### Your instructions
According to the article below on the French doctor's acquittal, in which city was the hospital where his patients died?

French doctor acquitted of 'mercy killing' charges
- Published
A French doctor has been acquitted of poisoning charges after giving lethal injections to help seven of his terminally ill patients die.
Lawyers for doctor Nicolas Bonnemaison hailed the decision, describing it as a "monumental verdict".
Several relatives of the victims testified on the doctor's behalf.
Earlier, the European Court of Human Rights overruled France's highest court and said that a man in a six-year coma must keep receiving medical treatment.
It suspended the Council of State's earlier ruling in favour of ending life support for Vincent Lambert, 39, in a landmark decision that divided his family.
The case is seen as unprecedented in France, where euthanasia is illegal though doctors can withdraw care.
'Vulnerable people'
In Mr Bonnemaison's case, he was accused of "poisoning particularly vulnerable people" - five women and two men - who died between March 2010 and July 2011 after being admitted to a hospital in the south-western city of Bayonne.
The courtroom erupted in applause when the judge read out the verdict on Wednesday, Reuters reports.
Mr Bonnemaison, who has already been struck off the medical register, would have faced life imprisonment if found guilty.
"There's no hero or martyr here," his lawyer, Benoit Ducos-Ader, said after leaving the court house in Pau, south-western France.
"This will force politicians to move a bit faster," he added, in reference to the growing debate in France on legalising euthanasia.
When a patient dies because medical professionals either do not do something necessary to keep the patient alive, or stop doing something that keeps patient alive. Examples are
switching off life-support machines
disconnecting a feeding tube
not carrying out a life-extending operation
not giving life-extending drugs
Doctors in France are entitled to withdraw care from a patient under a 2005 law that says life should not be prolonged "artificially" through "unnecessary or disproportionate treatment".
President Francois Hollande aims to change the law next year to allow "medical assistance to end one's life in dignity".
Mr Bonnemaison's acquittal came hours after the European court blocked a French court ruling in favour of ending life support for Mr Lambert, who was left a tetraplegic after a motorcycle accident.
The case was brought by his parents and some siblings, who challenged the decision to end his life after doctors in the hospital in Reims, north-east France, decided that feeding and hydration through tubes should stop.

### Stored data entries
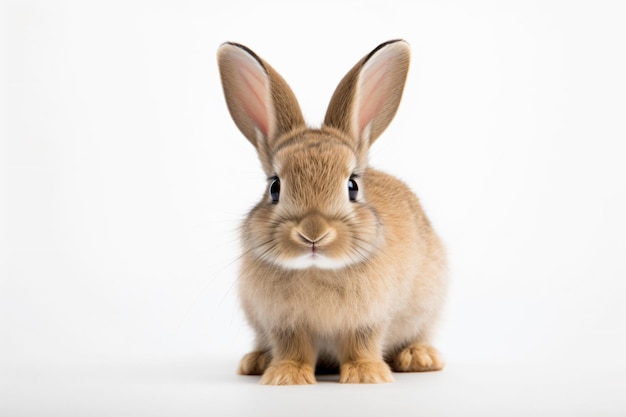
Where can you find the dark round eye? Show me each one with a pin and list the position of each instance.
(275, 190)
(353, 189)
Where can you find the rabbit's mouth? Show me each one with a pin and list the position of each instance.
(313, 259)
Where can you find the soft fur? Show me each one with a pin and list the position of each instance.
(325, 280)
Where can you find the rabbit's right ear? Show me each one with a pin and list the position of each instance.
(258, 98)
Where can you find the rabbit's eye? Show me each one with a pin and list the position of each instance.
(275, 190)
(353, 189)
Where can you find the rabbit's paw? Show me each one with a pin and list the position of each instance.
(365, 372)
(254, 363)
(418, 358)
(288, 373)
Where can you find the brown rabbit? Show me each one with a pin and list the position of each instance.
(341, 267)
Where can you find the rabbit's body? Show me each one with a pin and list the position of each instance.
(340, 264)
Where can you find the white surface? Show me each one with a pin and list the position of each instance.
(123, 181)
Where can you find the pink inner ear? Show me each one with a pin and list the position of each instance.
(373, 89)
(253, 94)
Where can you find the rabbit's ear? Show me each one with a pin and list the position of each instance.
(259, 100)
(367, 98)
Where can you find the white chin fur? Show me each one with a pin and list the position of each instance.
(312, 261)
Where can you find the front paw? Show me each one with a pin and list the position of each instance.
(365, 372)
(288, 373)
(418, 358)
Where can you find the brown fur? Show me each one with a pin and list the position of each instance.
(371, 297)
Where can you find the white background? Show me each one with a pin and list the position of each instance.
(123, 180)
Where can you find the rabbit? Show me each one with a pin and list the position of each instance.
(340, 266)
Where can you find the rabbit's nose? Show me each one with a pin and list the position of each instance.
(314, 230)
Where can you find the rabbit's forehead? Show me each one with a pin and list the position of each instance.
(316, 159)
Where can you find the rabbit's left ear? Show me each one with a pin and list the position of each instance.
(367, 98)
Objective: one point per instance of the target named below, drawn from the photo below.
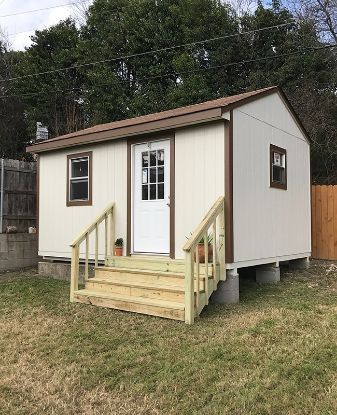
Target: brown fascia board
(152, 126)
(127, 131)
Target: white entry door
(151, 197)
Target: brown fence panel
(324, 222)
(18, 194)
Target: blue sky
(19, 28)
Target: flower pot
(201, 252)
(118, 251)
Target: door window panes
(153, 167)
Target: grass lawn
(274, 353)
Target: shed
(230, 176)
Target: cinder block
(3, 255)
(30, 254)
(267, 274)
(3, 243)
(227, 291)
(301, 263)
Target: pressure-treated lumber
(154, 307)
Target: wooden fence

### Answer section
Bayonne, in south-western France.